Text provided:
========

Supported AI Processors¶

Ascend950PR (A5 family)

Directory Layout¶

kernels/manual/a5/allgather_gemm/
├── main.cpp                           # Host entry: HCCL init, dual-stream dispatch, warmup, verification, perf stats
├── allgather_gemm_comm_kernel.cpp     # AIV communication kernel: AllGather via TPUT
├── allgather_gemm_compute_kernel.cpp  # AIC compute kernel: streaming GEMM with chunk-flag waiting
├── kernel_launch.hpp                  # Host-side kernel launcher declarations
├── ready_queue.hpp                    # ChunkFlagMatrix / summary counter metadata
├── run.sh                             # Build & run script (env detection, shape/block overrides, multi-rank launch)
├── scripts/
│   └── gen_data.py                    # Input data generation (FP16 A slices + B + golden.bin)
└── CMakeLists.txt                     # Build configuration

Operator Description¶

Function¶

This example implements AllGather followed by GEMM:

\[ C = A \times B \]

Where:

Each of n_ranks ranks holds a local M-slice of A: rows [rank * M/n_ranks, (rank+1) * M/n_ranks).
B is replicated across all ranks (K × N, FP16).
After AllGather collects the full A (M × K, FP16), each rank computes the full C (M × N, FP32).

The AllGather and GEMM are fused into a streaming pipeline so that computation begins before the full AllGather completes.

Specification¶

Item	Value
OpType	`AllGather + GEMM` (communication-compute fusion)
Inputs	`A`: `M × K`, `float16`, `ND` (M-sliced across ranks); `B`: `K × N`, `float16`, `ND` (replicated)
Output	`C`: `M × N`, `float32`, `ND`
Comm kernel	`RingCommStreamingKernel` (AIV)
Compute kernel	`AllGatherGemmComputeStreamingKernel` (AIC)

Architecture¶

Dual-Stream Concurrency¶

The communication and compute kernels run on two independent AICPU streams, launched concurrently from the host:

Comm stream → RingCommStreamingKernel runs on AIV (Vector) cores.
Compute stream → AllGatherGemmComputeStreamingKernel runs on AIC (Cube) cores.

The host dispatches both kernels back-to-back and synchronizes after both complete.

AI Core Resources¶

Unit	Hardware Engine	Role in This Example
AIC (Cube)	Matrix engine	Compute kernel: GEMM (`TMATMUL` / `TMATMUL_ACC`)

========

Exercise:
Reproduce the portion of the AllGather and GEMM documentation above starting at "This example implements" and ending at "(M × N, FP32).".

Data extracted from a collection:
========

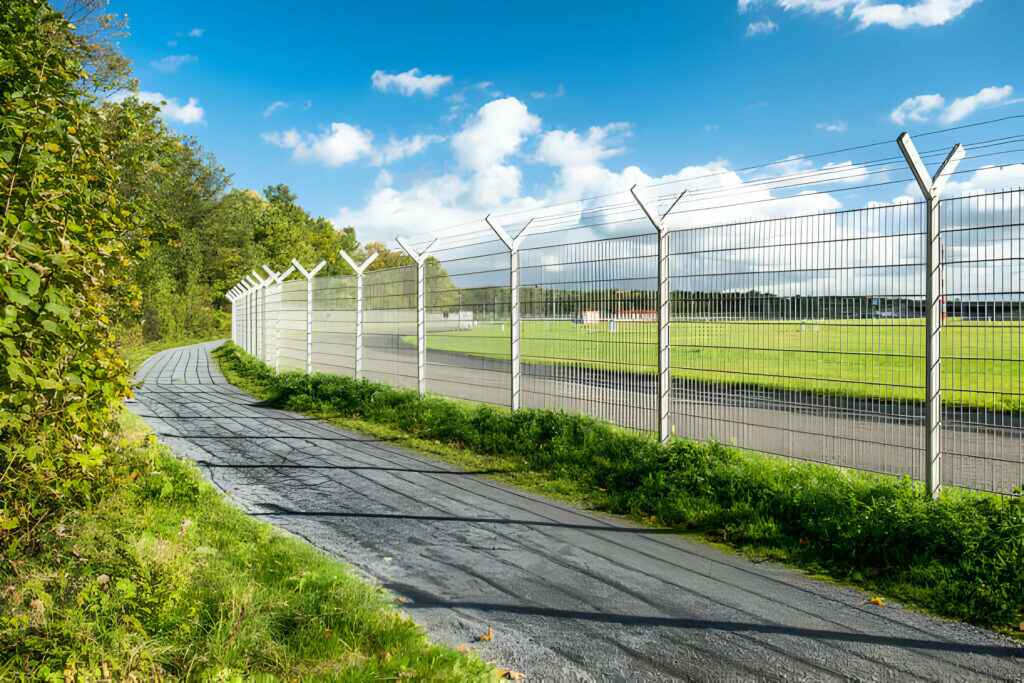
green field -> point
(869, 358)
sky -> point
(409, 119)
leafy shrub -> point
(962, 555)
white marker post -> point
(931, 186)
(359, 269)
(421, 315)
(279, 279)
(664, 313)
(513, 247)
(251, 315)
(263, 283)
(309, 274)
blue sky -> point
(530, 103)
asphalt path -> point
(570, 595)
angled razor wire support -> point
(359, 268)
(261, 284)
(272, 314)
(513, 247)
(279, 279)
(421, 315)
(664, 313)
(309, 274)
(250, 314)
(931, 186)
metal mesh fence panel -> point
(292, 330)
(467, 324)
(981, 348)
(389, 327)
(804, 337)
(334, 326)
(589, 343)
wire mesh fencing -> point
(888, 339)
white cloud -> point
(921, 108)
(409, 83)
(924, 13)
(761, 28)
(870, 12)
(566, 147)
(172, 62)
(341, 144)
(407, 146)
(916, 109)
(834, 127)
(497, 131)
(965, 107)
(273, 107)
(541, 94)
(170, 109)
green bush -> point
(961, 556)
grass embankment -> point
(163, 578)
(864, 358)
(961, 556)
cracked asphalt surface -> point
(571, 595)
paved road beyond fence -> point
(571, 596)
(888, 339)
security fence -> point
(888, 339)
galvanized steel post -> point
(308, 274)
(513, 247)
(359, 268)
(931, 187)
(421, 346)
(664, 313)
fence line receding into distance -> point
(888, 339)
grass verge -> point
(961, 556)
(163, 578)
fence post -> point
(309, 274)
(421, 314)
(664, 313)
(261, 315)
(931, 186)
(276, 335)
(513, 247)
(359, 269)
(250, 315)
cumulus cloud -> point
(273, 107)
(918, 109)
(172, 62)
(170, 109)
(965, 107)
(409, 83)
(921, 108)
(343, 143)
(870, 12)
(834, 127)
(406, 146)
(761, 28)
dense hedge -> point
(65, 239)
(962, 555)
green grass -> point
(961, 556)
(867, 358)
(163, 578)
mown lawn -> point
(162, 579)
(867, 358)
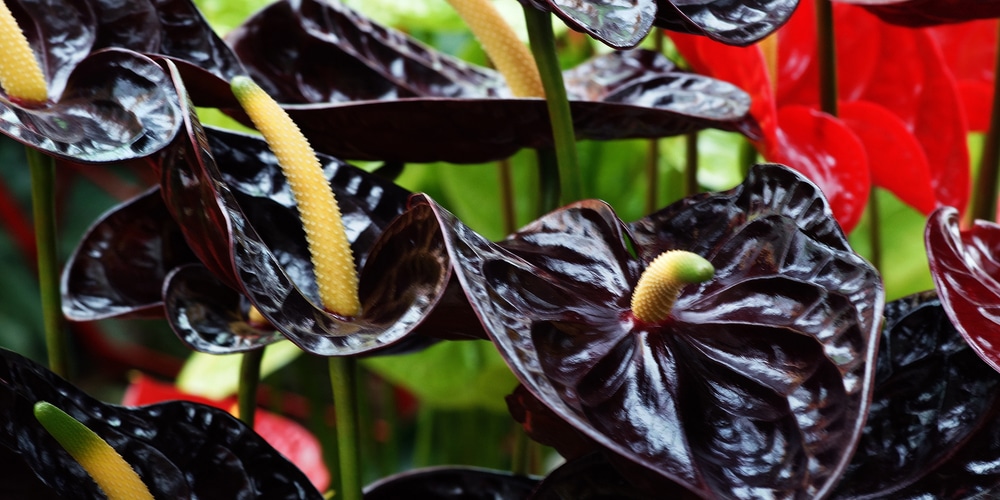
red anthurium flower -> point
(755, 384)
(898, 92)
(964, 265)
(288, 437)
(179, 449)
(970, 52)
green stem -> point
(827, 57)
(691, 164)
(548, 180)
(343, 376)
(509, 215)
(43, 203)
(874, 230)
(543, 46)
(985, 199)
(249, 381)
(748, 156)
(653, 153)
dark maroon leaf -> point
(64, 32)
(237, 213)
(179, 449)
(732, 22)
(116, 105)
(334, 69)
(465, 483)
(119, 266)
(209, 316)
(758, 383)
(622, 25)
(918, 13)
(964, 265)
(593, 477)
(933, 424)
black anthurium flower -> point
(443, 483)
(757, 383)
(333, 69)
(232, 238)
(179, 449)
(108, 101)
(624, 24)
(933, 429)
(964, 267)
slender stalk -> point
(984, 201)
(343, 376)
(508, 212)
(43, 204)
(827, 57)
(543, 46)
(249, 381)
(748, 156)
(874, 230)
(653, 152)
(548, 180)
(691, 164)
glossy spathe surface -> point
(179, 449)
(333, 69)
(759, 382)
(932, 428)
(623, 24)
(108, 100)
(964, 267)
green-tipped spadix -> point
(661, 283)
(20, 75)
(329, 249)
(110, 471)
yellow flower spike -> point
(328, 246)
(661, 283)
(510, 56)
(20, 75)
(110, 471)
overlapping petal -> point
(918, 13)
(108, 101)
(179, 449)
(333, 69)
(964, 265)
(622, 25)
(759, 382)
(451, 483)
(227, 198)
(899, 92)
(289, 438)
(933, 420)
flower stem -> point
(691, 164)
(984, 202)
(43, 203)
(249, 381)
(543, 46)
(508, 210)
(827, 57)
(343, 375)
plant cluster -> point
(729, 344)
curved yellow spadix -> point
(661, 283)
(328, 246)
(20, 75)
(511, 57)
(110, 471)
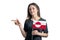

========

Worked solution:
This example implements AllGather followed by GEMM:

\[ C = A \times B \]

Where:

Each of n_ranks ranks holds a local M-slice of A: rows [rank * M/n_ranks, (rank+1) * M/n_ranks).
B is replicated across all ranks (K × N, FP16).
After AllGather collects the full A (M × K, FP16), each rank computes the full C (M × N, FP32).